— start of RECORDS FOR THIS TASK —

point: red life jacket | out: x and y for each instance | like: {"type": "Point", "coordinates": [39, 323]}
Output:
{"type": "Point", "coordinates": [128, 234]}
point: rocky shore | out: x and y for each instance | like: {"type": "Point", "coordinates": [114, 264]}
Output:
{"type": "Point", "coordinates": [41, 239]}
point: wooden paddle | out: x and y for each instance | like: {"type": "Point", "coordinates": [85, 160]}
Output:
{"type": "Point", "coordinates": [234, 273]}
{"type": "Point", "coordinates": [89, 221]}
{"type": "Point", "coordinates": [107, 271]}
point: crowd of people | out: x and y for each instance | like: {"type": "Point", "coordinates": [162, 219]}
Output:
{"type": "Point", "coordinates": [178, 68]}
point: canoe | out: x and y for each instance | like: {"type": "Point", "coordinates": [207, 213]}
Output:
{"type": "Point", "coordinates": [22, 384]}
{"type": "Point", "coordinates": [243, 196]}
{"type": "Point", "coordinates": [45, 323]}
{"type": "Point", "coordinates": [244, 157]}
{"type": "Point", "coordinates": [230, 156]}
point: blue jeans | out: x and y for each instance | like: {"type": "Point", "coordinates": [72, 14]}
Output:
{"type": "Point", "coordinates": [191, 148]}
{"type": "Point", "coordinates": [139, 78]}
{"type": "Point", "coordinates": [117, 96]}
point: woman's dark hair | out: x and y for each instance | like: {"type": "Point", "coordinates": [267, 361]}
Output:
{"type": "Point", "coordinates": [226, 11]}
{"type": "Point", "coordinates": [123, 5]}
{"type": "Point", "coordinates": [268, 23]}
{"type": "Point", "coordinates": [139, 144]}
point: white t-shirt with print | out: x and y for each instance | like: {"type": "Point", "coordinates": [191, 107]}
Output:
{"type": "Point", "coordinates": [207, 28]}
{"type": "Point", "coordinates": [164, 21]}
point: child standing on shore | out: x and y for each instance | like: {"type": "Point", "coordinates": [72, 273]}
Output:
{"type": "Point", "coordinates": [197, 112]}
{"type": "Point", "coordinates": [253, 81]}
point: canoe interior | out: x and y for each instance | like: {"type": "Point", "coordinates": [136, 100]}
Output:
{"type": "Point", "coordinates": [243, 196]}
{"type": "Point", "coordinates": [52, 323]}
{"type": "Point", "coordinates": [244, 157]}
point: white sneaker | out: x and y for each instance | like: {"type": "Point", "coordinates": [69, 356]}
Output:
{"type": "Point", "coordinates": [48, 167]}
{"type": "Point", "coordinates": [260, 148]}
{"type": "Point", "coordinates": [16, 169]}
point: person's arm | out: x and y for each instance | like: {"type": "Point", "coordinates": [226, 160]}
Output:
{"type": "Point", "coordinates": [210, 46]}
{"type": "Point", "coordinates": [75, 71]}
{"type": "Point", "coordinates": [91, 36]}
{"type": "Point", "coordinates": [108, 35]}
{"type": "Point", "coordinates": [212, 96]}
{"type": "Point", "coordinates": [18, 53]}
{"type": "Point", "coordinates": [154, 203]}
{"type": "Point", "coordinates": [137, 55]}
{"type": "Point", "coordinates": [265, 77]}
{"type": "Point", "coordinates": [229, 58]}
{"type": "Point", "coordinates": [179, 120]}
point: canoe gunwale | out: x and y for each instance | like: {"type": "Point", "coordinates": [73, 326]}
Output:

— end of RECORDS FOR THIS TASK —

> **WHAT IS EXPECTED**:
Reproduce every line of the records above verbatim, with nothing altered, added, or left out.

> **COMPLETE ANSWER**:
point: red life jacket | out: x and y for each instance | like: {"type": "Point", "coordinates": [39, 323]}
Output:
{"type": "Point", "coordinates": [128, 234]}
point: rocky shore | out: x and y for each instance | like: {"type": "Point", "coordinates": [114, 264]}
Output:
{"type": "Point", "coordinates": [41, 239]}
point: wooden paddle | out: x and y for each instance | like: {"type": "Point", "coordinates": [85, 160]}
Output:
{"type": "Point", "coordinates": [234, 273]}
{"type": "Point", "coordinates": [89, 221]}
{"type": "Point", "coordinates": [107, 271]}
point: crowd of people | out: x and y for each instance | like: {"type": "Point", "coordinates": [162, 219]}
Output:
{"type": "Point", "coordinates": [178, 68]}
point: canoe | out: x and y for each instance | like: {"type": "Point", "coordinates": [207, 213]}
Output:
{"type": "Point", "coordinates": [22, 384]}
{"type": "Point", "coordinates": [243, 196]}
{"type": "Point", "coordinates": [45, 323]}
{"type": "Point", "coordinates": [244, 157]}
{"type": "Point", "coordinates": [230, 156]}
point: blue jeans | out: x and y for each instance | like: {"type": "Point", "coordinates": [72, 14]}
Output:
{"type": "Point", "coordinates": [191, 148]}
{"type": "Point", "coordinates": [139, 78]}
{"type": "Point", "coordinates": [117, 96]}
point: woman's dark hair | out: x and y for each instance | like: {"type": "Point", "coordinates": [267, 361]}
Output:
{"type": "Point", "coordinates": [226, 11]}
{"type": "Point", "coordinates": [123, 5]}
{"type": "Point", "coordinates": [268, 23]}
{"type": "Point", "coordinates": [139, 144]}
point: white t-shirt with print | out: x and y for each instance | like: {"type": "Point", "coordinates": [191, 107]}
Output:
{"type": "Point", "coordinates": [207, 28]}
{"type": "Point", "coordinates": [164, 21]}
point: child standing on shore | out: x and y for each instance | like: {"type": "Point", "coordinates": [72, 273]}
Output:
{"type": "Point", "coordinates": [197, 112]}
{"type": "Point", "coordinates": [253, 81]}
point: canoe interior | out: x and y for each instance | like: {"type": "Point", "coordinates": [136, 100]}
Output:
{"type": "Point", "coordinates": [243, 196]}
{"type": "Point", "coordinates": [52, 323]}
{"type": "Point", "coordinates": [244, 157]}
point: white sneaker | out: x and y for each instance | like: {"type": "Point", "coordinates": [69, 356]}
Output:
{"type": "Point", "coordinates": [48, 167]}
{"type": "Point", "coordinates": [260, 148]}
{"type": "Point", "coordinates": [16, 169]}
point: person's arm | out: x and y for each instance | like: {"type": "Point", "coordinates": [226, 160]}
Output:
{"type": "Point", "coordinates": [210, 46]}
{"type": "Point", "coordinates": [75, 71]}
{"type": "Point", "coordinates": [91, 36]}
{"type": "Point", "coordinates": [108, 35]}
{"type": "Point", "coordinates": [212, 96]}
{"type": "Point", "coordinates": [18, 53]}
{"type": "Point", "coordinates": [154, 203]}
{"type": "Point", "coordinates": [137, 55]}
{"type": "Point", "coordinates": [265, 77]}
{"type": "Point", "coordinates": [229, 58]}
{"type": "Point", "coordinates": [179, 120]}
point: canoe gunwale | out: x and y for each instance | like: {"type": "Point", "coordinates": [73, 326]}
Output:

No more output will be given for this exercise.